[Records provided]:
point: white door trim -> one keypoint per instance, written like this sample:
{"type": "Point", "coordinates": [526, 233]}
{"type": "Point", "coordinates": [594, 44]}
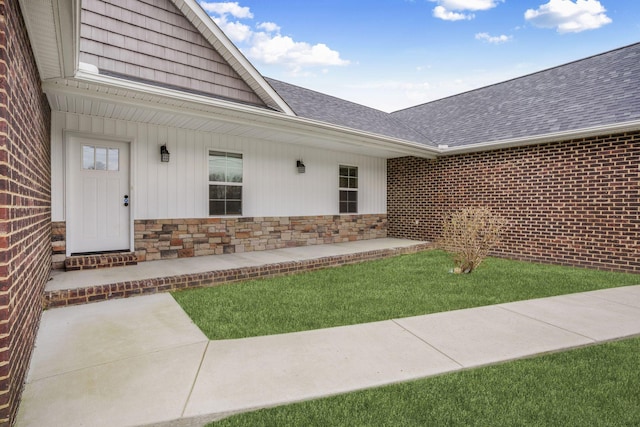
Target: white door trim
{"type": "Point", "coordinates": [67, 136]}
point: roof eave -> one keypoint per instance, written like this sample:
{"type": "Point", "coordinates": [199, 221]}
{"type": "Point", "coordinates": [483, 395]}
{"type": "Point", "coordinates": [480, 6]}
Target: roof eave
{"type": "Point", "coordinates": [238, 113]}
{"type": "Point", "coordinates": [629, 126]}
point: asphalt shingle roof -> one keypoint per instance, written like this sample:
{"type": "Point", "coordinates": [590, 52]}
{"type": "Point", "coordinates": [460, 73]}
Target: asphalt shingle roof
{"type": "Point", "coordinates": [599, 90]}
{"type": "Point", "coordinates": [596, 91]}
{"type": "Point", "coordinates": [329, 109]}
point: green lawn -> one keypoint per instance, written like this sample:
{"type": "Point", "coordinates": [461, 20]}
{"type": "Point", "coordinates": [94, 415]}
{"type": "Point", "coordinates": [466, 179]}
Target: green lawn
{"type": "Point", "coordinates": [396, 287]}
{"type": "Point", "coordinates": [593, 386]}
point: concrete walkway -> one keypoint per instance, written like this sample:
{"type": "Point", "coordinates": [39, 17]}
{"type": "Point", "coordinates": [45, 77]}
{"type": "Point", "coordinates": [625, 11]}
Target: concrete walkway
{"type": "Point", "coordinates": [141, 361]}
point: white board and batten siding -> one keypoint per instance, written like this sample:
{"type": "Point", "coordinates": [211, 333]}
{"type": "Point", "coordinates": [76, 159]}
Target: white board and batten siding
{"type": "Point", "coordinates": [179, 189]}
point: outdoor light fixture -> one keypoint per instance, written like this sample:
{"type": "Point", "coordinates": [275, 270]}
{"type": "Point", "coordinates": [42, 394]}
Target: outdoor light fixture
{"type": "Point", "coordinates": [164, 154]}
{"type": "Point", "coordinates": [300, 166]}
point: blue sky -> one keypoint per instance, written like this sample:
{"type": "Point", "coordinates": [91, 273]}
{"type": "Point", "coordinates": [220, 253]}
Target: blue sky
{"type": "Point", "coordinates": [393, 54]}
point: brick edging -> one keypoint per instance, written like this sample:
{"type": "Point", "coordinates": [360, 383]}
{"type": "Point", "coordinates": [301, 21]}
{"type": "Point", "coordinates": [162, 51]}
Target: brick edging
{"type": "Point", "coordinates": [61, 298]}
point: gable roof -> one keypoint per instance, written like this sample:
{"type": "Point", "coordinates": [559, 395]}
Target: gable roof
{"type": "Point", "coordinates": [317, 106]}
{"type": "Point", "coordinates": [601, 90]}
{"type": "Point", "coordinates": [56, 36]}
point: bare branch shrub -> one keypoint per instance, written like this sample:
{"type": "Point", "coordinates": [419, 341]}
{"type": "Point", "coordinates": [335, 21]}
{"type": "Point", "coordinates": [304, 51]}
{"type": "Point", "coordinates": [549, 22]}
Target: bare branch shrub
{"type": "Point", "coordinates": [469, 235]}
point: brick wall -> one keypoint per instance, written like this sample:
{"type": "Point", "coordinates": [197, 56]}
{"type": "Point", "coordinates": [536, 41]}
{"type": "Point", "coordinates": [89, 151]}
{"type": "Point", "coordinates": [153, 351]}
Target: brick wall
{"type": "Point", "coordinates": [180, 238]}
{"type": "Point", "coordinates": [25, 199]}
{"type": "Point", "coordinates": [573, 203]}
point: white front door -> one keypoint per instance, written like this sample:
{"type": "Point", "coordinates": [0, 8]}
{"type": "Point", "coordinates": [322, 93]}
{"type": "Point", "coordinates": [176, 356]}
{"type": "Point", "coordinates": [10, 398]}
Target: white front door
{"type": "Point", "coordinates": [98, 213]}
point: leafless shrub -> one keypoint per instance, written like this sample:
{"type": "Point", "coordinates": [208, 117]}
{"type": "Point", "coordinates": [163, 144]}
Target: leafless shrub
{"type": "Point", "coordinates": [469, 234]}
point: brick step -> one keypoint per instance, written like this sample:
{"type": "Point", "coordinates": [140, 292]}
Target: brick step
{"type": "Point", "coordinates": [89, 293]}
{"type": "Point", "coordinates": [92, 262]}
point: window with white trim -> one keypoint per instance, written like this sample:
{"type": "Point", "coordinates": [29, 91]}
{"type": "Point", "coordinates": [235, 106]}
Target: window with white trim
{"type": "Point", "coordinates": [348, 189]}
{"type": "Point", "coordinates": [225, 183]}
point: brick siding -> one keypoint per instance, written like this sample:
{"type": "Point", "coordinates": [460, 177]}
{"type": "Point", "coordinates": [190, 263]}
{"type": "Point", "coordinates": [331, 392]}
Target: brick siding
{"type": "Point", "coordinates": [574, 203]}
{"type": "Point", "coordinates": [181, 238]}
{"type": "Point", "coordinates": [25, 200]}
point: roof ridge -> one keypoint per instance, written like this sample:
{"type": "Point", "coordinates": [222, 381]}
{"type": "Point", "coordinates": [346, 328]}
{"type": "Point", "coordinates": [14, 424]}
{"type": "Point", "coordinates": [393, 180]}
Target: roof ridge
{"type": "Point", "coordinates": [519, 77]}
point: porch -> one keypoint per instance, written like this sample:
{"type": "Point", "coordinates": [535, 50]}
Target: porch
{"type": "Point", "coordinates": [84, 286]}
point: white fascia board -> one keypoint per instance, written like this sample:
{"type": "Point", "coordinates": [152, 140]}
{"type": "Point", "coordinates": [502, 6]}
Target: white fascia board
{"type": "Point", "coordinates": [202, 106]}
{"type": "Point", "coordinates": [234, 55]}
{"type": "Point", "coordinates": [541, 139]}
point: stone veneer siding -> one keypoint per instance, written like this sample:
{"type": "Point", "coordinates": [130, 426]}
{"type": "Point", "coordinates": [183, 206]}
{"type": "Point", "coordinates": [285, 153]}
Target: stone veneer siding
{"type": "Point", "coordinates": [574, 203]}
{"type": "Point", "coordinates": [25, 205]}
{"type": "Point", "coordinates": [180, 238]}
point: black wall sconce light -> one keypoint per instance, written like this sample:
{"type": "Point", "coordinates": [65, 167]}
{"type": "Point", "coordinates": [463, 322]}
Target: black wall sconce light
{"type": "Point", "coordinates": [164, 154]}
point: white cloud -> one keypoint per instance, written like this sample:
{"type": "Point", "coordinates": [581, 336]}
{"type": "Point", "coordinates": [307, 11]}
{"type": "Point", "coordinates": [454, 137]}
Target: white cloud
{"type": "Point", "coordinates": [269, 27]}
{"type": "Point", "coordinates": [454, 10]}
{"type": "Point", "coordinates": [227, 8]}
{"type": "Point", "coordinates": [272, 49]}
{"type": "Point", "coordinates": [235, 30]}
{"type": "Point", "coordinates": [444, 14]}
{"type": "Point", "coordinates": [569, 17]}
{"type": "Point", "coordinates": [266, 44]}
{"type": "Point", "coordinates": [493, 39]}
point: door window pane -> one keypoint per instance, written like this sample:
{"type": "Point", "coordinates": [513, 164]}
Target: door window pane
{"type": "Point", "coordinates": [88, 161]}
{"type": "Point", "coordinates": [101, 159]}
{"type": "Point", "coordinates": [113, 161]}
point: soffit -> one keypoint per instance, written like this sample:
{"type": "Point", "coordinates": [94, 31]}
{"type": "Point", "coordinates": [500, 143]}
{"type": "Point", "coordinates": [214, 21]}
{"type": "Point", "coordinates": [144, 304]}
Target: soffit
{"type": "Point", "coordinates": [198, 113]}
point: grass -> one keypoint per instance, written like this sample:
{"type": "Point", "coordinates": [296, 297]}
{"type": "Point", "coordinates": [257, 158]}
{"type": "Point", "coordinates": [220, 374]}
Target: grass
{"type": "Point", "coordinates": [396, 287]}
{"type": "Point", "coordinates": [593, 386]}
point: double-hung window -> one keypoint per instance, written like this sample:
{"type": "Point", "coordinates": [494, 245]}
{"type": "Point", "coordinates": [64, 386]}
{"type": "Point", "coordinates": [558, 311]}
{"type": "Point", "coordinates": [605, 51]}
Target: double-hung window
{"type": "Point", "coordinates": [348, 189]}
{"type": "Point", "coordinates": [225, 183]}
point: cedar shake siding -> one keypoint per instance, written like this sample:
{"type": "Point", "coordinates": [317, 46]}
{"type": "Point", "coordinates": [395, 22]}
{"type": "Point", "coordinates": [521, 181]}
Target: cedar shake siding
{"type": "Point", "coordinates": [152, 42]}
{"type": "Point", "coordinates": [25, 200]}
{"type": "Point", "coordinates": [572, 203]}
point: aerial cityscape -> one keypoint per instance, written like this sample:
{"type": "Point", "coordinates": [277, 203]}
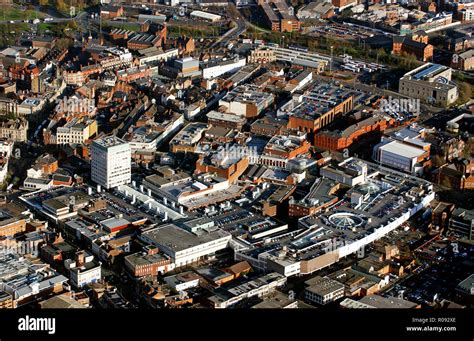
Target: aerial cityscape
{"type": "Point", "coordinates": [237, 154]}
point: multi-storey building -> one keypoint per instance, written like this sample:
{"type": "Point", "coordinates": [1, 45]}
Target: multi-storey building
{"type": "Point", "coordinates": [110, 162]}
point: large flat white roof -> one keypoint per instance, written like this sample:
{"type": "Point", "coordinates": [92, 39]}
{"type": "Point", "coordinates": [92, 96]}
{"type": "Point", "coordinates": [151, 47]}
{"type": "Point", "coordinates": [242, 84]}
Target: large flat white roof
{"type": "Point", "coordinates": [402, 149]}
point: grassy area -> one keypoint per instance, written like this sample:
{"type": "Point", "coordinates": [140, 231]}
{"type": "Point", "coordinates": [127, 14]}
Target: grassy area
{"type": "Point", "coordinates": [11, 13]}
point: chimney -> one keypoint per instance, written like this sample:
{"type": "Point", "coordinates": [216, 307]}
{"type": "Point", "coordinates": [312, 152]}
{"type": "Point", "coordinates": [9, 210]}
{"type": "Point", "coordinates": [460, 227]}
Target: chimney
{"type": "Point", "coordinates": [80, 258]}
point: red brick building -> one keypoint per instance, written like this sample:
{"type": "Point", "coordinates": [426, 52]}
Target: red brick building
{"type": "Point", "coordinates": [338, 140]}
{"type": "Point", "coordinates": [403, 45]}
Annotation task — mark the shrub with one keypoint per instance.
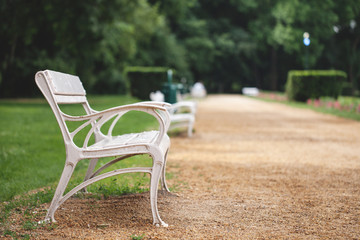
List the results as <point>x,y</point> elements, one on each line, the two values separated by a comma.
<point>312,84</point>
<point>144,80</point>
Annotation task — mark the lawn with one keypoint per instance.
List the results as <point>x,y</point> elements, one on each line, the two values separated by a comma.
<point>32,152</point>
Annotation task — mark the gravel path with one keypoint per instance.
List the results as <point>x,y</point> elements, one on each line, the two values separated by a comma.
<point>253,170</point>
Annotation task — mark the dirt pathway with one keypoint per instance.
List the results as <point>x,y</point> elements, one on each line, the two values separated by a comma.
<point>253,170</point>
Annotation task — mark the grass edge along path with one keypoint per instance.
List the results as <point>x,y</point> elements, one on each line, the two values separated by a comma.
<point>29,152</point>
<point>322,108</point>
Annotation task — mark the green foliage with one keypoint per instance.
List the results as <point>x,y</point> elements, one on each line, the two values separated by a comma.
<point>29,151</point>
<point>225,44</point>
<point>144,80</point>
<point>304,85</point>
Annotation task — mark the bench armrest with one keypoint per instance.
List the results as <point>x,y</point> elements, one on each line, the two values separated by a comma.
<point>98,118</point>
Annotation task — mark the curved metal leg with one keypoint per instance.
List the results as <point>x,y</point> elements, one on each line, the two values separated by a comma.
<point>163,177</point>
<point>155,176</point>
<point>64,180</point>
<point>90,171</point>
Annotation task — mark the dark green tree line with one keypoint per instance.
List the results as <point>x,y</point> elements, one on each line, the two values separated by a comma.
<point>226,44</point>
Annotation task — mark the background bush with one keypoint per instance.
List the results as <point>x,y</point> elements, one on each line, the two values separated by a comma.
<point>144,80</point>
<point>312,84</point>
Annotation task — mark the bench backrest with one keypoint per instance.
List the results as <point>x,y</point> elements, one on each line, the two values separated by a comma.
<point>61,88</point>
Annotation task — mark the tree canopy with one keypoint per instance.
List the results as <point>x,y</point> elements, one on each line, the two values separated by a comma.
<point>225,44</point>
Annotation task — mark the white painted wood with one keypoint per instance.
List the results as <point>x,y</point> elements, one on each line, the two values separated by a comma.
<point>182,114</point>
<point>59,88</point>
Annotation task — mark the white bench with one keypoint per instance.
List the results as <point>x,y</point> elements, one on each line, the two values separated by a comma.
<point>60,88</point>
<point>182,113</point>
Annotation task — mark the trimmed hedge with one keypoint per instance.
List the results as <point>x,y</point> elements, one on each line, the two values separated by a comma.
<point>144,80</point>
<point>313,84</point>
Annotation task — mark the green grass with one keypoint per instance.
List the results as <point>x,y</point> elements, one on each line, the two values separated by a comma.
<point>32,152</point>
<point>32,156</point>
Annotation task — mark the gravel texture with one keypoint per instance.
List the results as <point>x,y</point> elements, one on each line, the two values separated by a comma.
<point>253,170</point>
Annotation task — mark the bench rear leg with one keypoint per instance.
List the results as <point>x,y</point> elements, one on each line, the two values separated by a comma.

[What you have to do]:
Give again the lines from the line holding "Annotation task — mark the green grass" through the close of the listing, both included, exactly as written and with nothing else.

[Output of the task]:
Annotation task — mark the green grass with one keypoint per instance.
List the results as <point>x,y</point> elements, one on each line, the two values separated by a comma.
<point>32,152</point>
<point>32,156</point>
Annotation task — mark the gravel texture with one keypoint per instance.
List the results as <point>x,y</point> elements, one on each line, the two values separated by a comma.
<point>253,170</point>
Annotation task — mark the bench rear leg with one keypoint per instance.
List the results as <point>x,y</point> elements, one on each line, the two values separated by a comma.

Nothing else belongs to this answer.